**** READING TEXT

Royal Bank of Pennsylvania v. Selig, 434 Pa. Super. 537, 644 A.2d 741, 744 (1994) (Citations omitted). And, the Uniform Commercial Code has been interpreted as not modifying or suspending that aspect of the common law granting "a bank . . . a general lien upon or right of set-off against all money or funds in its possession belonging to a depositor to secure the payment of the depositor's indebtedness to it. . . ." Id. (Citation omitted). Nor has the Uniform Commercial Code been held applicable to set-offs, especially since Section 9104 excludes "any right of set-off" from its coverage. 13 Pa.C.S.A. § 9104 (9); see also Citibank (New York State), N.A. v. Interfirst Bank, 784 F.2d 619, 621 (5th Cir. 1986); Republican Valley Bank v. Security State Bank, 229 Neb. 339, 426 N.W.2d 529, 531 (1988); but see Credit Alliance Corp. v. National Bank of Georgia, 718 F. Supp. 954 (N.D.Ga. 1989); Citizens National Bank of Whitley County v. Mid-States Development Co., 177 Ind. App. 548, 380 N.E.2d 1243 (1978).
Consistent with the common law right of set-off in this Commonwealth, which is intact and not superseded by the adoption of the Uniform Commercial Code, we find that Article 9 of the Code does not dictate the analysis to be applied in deciding the priority scheme between a security interest and a set-off in the same collateral. Rather, we hold that where a debtor's interest is amenable to set-off, the security interest is limited to the extent that the debtor's obligation to the bank asserting set-off exceeds the value of the non-negotiable instrument (here the CD). Where, however, no asset remains to which the security interest may attach, the holder of the perfected security interest collects nothing.
Applying the preceding rationale here, we observe that the Adlers were indebted to CCNB, at the time the $130,000.00 CD was issued, in the amount of $1,706,337.52. See Affidavit of John J. Cosgrove, Assistant Vice-President of CCNB ("note no. 9202 on November 28, 1990, . . . a demand obligation"). With the "demand obligation" exceeding the value of the CD held by CCNB, the Adlers' obligation had matured. See Aarons, supra; Selig, supra; Answer with New Matter of CCNB Bank, N.A., to Plaintiff's Complaint, Paragraphs 17, 23-25, 29, 38, 50 52; and compare with In re Petragalia, 156 B.R. 474 (1993).

********

(EXERCISE GOAL): Reproduce the passage of the set-off opinion that begins at the words "Consistent with the" and stops after "interest collects nothing.".

**** MATERIAL SHOWN

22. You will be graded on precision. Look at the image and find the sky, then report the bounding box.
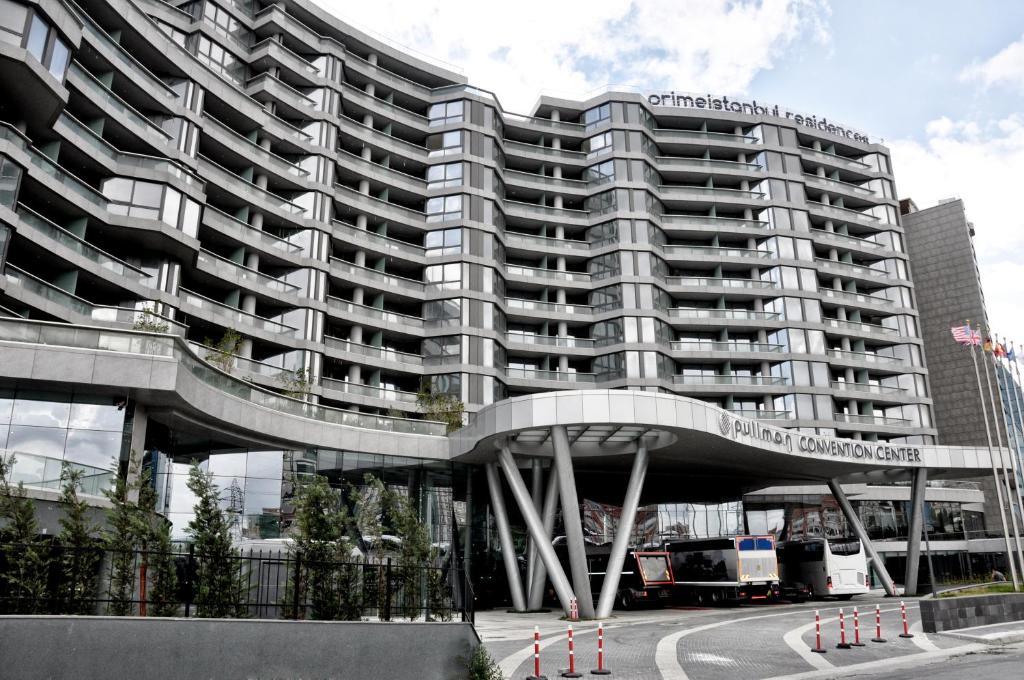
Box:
[314,0,1024,353]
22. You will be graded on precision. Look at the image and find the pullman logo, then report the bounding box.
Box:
[718,413,732,435]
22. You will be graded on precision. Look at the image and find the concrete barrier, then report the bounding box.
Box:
[920,593,1024,633]
[0,617,479,680]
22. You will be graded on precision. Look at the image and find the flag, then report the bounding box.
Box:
[949,326,981,345]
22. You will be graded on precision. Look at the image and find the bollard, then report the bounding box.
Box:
[850,607,864,647]
[562,624,583,678]
[871,604,886,642]
[811,609,825,654]
[836,607,850,649]
[526,626,548,680]
[899,600,913,637]
[590,623,611,675]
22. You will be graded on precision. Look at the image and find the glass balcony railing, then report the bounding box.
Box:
[17,204,150,279]
[324,335,424,366]
[0,317,445,436]
[505,366,596,384]
[669,307,780,321]
[672,340,785,353]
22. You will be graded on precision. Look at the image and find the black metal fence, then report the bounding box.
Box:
[0,544,473,621]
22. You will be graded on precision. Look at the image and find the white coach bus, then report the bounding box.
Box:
[778,538,870,600]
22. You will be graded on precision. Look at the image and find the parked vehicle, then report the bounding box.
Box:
[778,538,870,600]
[665,536,779,604]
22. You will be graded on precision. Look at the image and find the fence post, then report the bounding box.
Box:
[292,552,302,621]
[185,543,197,619]
[384,557,391,621]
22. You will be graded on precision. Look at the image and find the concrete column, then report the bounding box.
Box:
[487,447,575,614]
[551,425,594,619]
[903,468,929,595]
[828,479,896,597]
[526,466,558,610]
[597,443,647,619]
[526,458,544,607]
[486,463,526,611]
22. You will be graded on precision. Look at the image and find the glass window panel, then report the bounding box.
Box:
[25,14,49,61]
[11,392,71,427]
[69,397,125,432]
[65,430,122,470]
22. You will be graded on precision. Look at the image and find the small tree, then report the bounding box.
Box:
[186,461,240,619]
[288,475,362,621]
[203,328,242,373]
[416,383,466,432]
[278,369,310,399]
[132,308,171,333]
[57,463,101,614]
[0,454,49,613]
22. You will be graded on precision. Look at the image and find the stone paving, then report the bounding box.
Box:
[477,595,991,680]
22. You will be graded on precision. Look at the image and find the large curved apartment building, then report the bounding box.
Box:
[8,0,987,602]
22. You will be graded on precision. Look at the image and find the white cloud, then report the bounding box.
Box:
[890,114,1024,343]
[959,36,1024,91]
[314,0,828,113]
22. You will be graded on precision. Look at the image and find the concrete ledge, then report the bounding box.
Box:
[0,617,479,680]
[920,593,1024,633]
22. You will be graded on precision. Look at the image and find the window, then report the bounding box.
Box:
[426,229,462,257]
[102,177,201,237]
[427,100,463,127]
[427,194,462,222]
[427,163,462,189]
[427,130,462,158]
[423,262,462,290]
[583,103,611,132]
[584,161,615,184]
[583,130,611,159]
[7,6,71,81]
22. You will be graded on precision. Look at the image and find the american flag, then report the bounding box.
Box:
[949,326,981,345]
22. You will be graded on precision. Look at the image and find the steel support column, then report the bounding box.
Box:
[551,425,594,619]
[828,479,896,597]
[526,456,558,610]
[498,447,575,614]
[526,458,544,593]
[597,443,647,619]
[486,463,526,611]
[903,468,928,595]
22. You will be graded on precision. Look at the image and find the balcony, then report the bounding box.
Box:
[324,335,423,366]
[505,367,597,385]
[672,374,786,385]
[321,378,417,406]
[672,340,785,353]
[178,288,298,336]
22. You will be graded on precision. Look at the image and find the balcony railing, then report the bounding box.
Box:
[0,317,445,436]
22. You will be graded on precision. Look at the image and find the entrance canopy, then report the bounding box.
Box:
[450,390,1009,503]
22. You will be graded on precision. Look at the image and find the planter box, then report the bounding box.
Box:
[0,617,479,680]
[920,593,1024,633]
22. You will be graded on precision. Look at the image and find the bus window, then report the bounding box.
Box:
[828,539,860,555]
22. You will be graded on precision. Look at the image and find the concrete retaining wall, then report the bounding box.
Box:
[0,617,479,680]
[920,593,1024,633]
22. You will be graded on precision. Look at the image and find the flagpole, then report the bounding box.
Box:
[982,331,1024,569]
[1000,335,1024,553]
[970,329,1020,591]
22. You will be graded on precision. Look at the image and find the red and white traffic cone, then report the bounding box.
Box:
[811,609,825,654]
[836,607,850,649]
[562,624,583,678]
[590,623,611,675]
[871,604,886,642]
[526,626,548,680]
[899,600,913,637]
[850,607,864,647]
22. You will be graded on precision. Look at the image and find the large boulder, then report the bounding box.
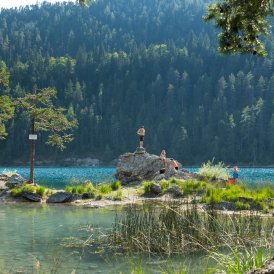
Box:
[6,173,25,188]
[115,148,196,185]
[21,190,42,202]
[47,192,82,203]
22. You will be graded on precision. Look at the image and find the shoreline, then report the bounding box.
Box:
[0,187,274,218]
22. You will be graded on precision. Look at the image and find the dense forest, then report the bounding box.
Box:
[0,0,274,165]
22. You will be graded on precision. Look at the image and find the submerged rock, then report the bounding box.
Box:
[115,148,197,185]
[46,192,82,203]
[246,257,274,274]
[150,183,162,195]
[6,173,25,188]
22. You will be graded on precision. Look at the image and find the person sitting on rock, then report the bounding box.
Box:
[137,126,146,148]
[160,149,166,163]
[232,166,239,183]
[169,158,179,172]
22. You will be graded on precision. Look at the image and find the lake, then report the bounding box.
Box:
[0,203,211,274]
[0,166,274,189]
[0,167,274,274]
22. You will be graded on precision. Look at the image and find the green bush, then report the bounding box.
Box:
[235,201,250,210]
[198,161,229,180]
[113,190,123,201]
[35,186,46,197]
[110,181,121,190]
[96,184,112,194]
[159,180,171,193]
[95,193,103,200]
[143,181,153,194]
[177,181,207,196]
[65,182,95,194]
[10,188,22,197]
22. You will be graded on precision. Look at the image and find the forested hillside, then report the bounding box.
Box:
[0,0,274,165]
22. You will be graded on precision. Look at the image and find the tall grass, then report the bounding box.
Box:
[198,161,229,180]
[209,246,271,274]
[107,202,272,255]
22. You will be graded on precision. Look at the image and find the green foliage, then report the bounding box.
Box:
[0,0,274,165]
[2,169,17,177]
[202,181,274,207]
[158,180,171,194]
[204,0,273,56]
[235,201,250,210]
[15,88,77,150]
[65,181,95,198]
[143,181,153,194]
[110,181,121,190]
[113,190,123,201]
[105,201,273,256]
[176,180,207,196]
[96,184,112,194]
[0,96,14,139]
[95,193,104,200]
[35,186,46,197]
[210,245,271,274]
[0,61,10,87]
[198,161,229,179]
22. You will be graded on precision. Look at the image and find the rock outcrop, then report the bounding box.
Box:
[115,148,196,185]
[0,173,25,189]
[21,190,42,202]
[47,192,82,203]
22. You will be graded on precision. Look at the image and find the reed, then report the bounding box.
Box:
[105,201,273,255]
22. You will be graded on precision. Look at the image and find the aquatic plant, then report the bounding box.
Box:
[2,169,17,177]
[35,186,46,197]
[201,184,274,212]
[143,181,153,194]
[209,245,271,274]
[10,183,49,197]
[198,161,229,180]
[106,201,272,255]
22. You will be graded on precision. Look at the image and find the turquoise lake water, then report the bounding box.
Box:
[0,167,274,188]
[0,203,211,274]
[0,167,274,274]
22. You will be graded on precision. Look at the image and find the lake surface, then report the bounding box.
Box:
[0,167,274,188]
[0,203,209,274]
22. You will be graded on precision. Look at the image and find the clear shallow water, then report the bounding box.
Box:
[0,204,208,274]
[0,167,274,188]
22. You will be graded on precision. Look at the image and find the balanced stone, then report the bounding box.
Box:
[115,148,197,185]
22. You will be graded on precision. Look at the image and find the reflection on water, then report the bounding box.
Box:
[0,204,212,274]
[0,167,274,189]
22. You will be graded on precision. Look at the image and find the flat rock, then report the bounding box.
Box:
[46,192,82,203]
[150,183,162,195]
[5,173,25,188]
[115,148,196,185]
[21,190,42,202]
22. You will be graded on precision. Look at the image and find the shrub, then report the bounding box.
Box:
[95,193,103,200]
[198,161,229,180]
[113,190,122,201]
[35,186,46,197]
[143,181,153,194]
[159,180,171,193]
[110,181,121,190]
[2,169,17,177]
[10,188,22,197]
[235,201,250,210]
[96,184,112,194]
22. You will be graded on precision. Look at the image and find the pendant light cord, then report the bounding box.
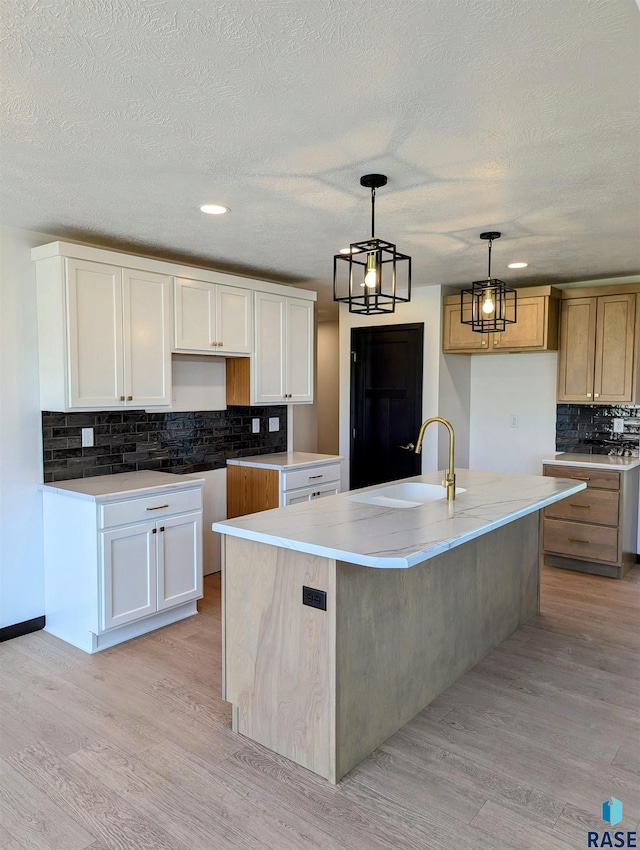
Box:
[371,187,376,239]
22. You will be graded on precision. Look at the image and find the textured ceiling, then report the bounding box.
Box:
[0,0,640,318]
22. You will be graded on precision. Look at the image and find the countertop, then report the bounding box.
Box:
[227,452,342,472]
[39,471,204,502]
[542,452,640,472]
[213,469,586,569]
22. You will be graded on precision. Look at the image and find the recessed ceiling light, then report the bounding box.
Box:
[200,204,230,215]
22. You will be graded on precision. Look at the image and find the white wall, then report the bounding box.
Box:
[340,286,471,489]
[469,352,557,475]
[316,321,340,455]
[0,222,56,628]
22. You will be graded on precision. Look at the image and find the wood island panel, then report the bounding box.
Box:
[223,512,540,783]
[223,536,336,781]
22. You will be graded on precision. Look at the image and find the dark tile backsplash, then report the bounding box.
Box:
[42,405,287,483]
[556,404,640,457]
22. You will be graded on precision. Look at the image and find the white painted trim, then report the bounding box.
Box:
[31,242,318,301]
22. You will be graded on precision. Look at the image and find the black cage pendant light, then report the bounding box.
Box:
[460,231,516,334]
[333,174,411,315]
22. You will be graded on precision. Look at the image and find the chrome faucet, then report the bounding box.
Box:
[414,416,456,502]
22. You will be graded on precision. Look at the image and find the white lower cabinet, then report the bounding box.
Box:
[100,513,202,629]
[41,473,202,652]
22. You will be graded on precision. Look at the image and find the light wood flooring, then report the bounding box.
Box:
[0,567,640,850]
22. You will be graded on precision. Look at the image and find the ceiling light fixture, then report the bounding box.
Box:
[333,174,411,315]
[460,231,516,334]
[200,204,231,215]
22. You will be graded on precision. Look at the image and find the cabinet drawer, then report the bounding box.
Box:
[544,488,620,528]
[542,463,620,490]
[282,481,340,507]
[543,519,618,564]
[99,487,202,528]
[282,463,340,490]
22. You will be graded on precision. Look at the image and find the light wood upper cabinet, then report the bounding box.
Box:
[442,286,560,354]
[174,277,253,354]
[558,291,640,404]
[37,257,171,411]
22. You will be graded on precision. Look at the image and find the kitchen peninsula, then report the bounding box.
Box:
[213,469,585,783]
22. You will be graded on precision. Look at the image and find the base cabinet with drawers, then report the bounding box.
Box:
[543,463,639,578]
[227,452,342,519]
[42,473,203,653]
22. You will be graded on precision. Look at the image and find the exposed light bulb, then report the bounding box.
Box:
[482,289,496,316]
[362,253,378,289]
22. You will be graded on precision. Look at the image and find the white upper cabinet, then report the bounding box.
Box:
[122,269,171,407]
[251,292,313,404]
[174,277,253,354]
[31,242,316,412]
[285,298,313,401]
[37,252,171,411]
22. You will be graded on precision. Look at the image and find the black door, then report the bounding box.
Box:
[349,324,424,490]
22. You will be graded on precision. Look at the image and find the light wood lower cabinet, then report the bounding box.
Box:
[543,464,638,578]
[227,455,340,519]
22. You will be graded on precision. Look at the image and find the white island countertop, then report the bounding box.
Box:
[39,470,204,502]
[212,469,586,569]
[542,452,640,472]
[227,452,342,472]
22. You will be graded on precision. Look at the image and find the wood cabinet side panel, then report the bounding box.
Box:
[225,357,251,406]
[227,466,280,519]
[224,536,335,781]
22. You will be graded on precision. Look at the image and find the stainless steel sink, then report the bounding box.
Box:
[345,481,467,508]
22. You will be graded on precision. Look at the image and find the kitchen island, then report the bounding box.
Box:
[213,470,585,783]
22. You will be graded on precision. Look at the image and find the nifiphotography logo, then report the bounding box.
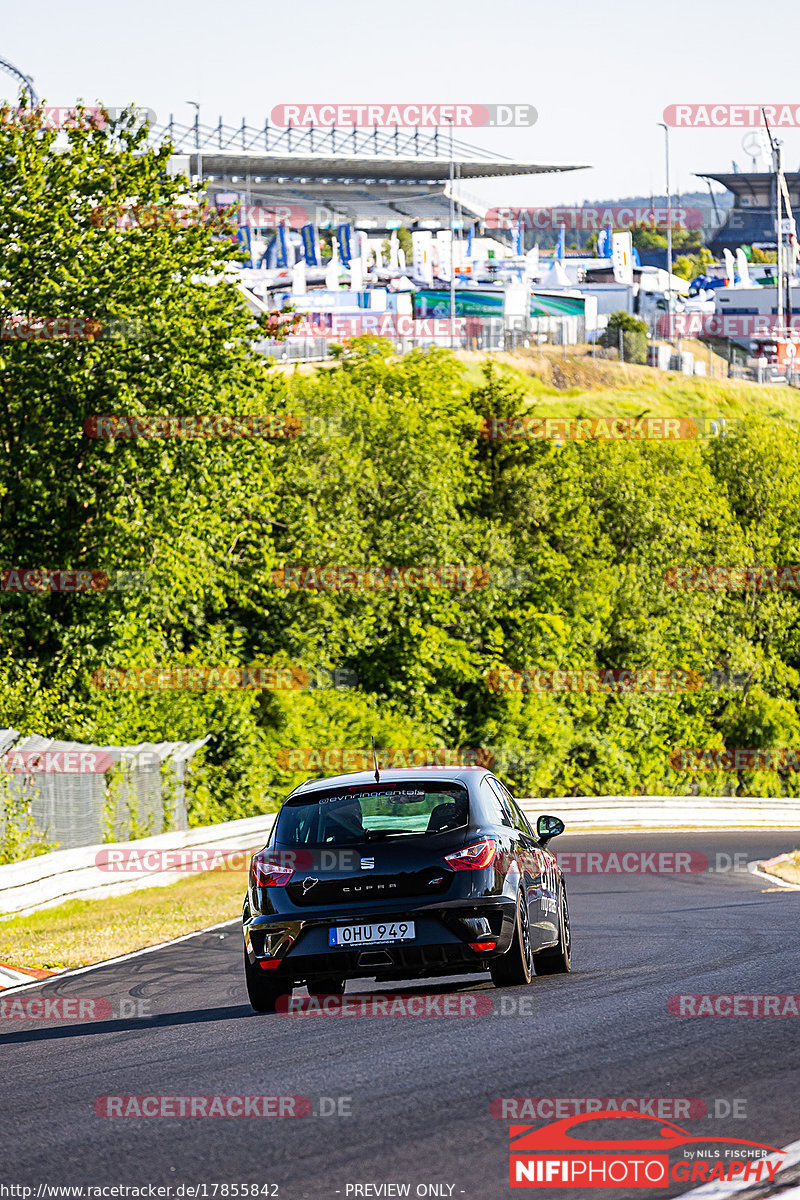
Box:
[509,1109,783,1188]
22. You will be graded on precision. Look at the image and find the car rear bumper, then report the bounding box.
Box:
[243,896,516,980]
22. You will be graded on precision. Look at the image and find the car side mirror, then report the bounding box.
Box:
[536,817,565,842]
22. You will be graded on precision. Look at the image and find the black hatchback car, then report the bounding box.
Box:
[242,767,571,1013]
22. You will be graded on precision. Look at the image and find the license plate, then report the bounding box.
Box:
[327,920,414,946]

********

(TASK OUTPUT):
Consistent with the common law right of set-off in this Commonwealth, which is intact and not superseded by the adoption of the Uniform Commercial Code, we find that Article 9 of the Code does not dictate the analysis to be applied in deciding the priority scheme between a security interest and a set-off in the same collateral. Rather, we hold that where a debtor's interest is amenable to set-off, the security interest is limited to the extent that the debtor's obligation to the bank asserting set-off exceeds the value of the non-negotiable instrument (here the CD). Where, however, no asset remains to which the security interest may attach, the holder of the perfected security interest collects nothing.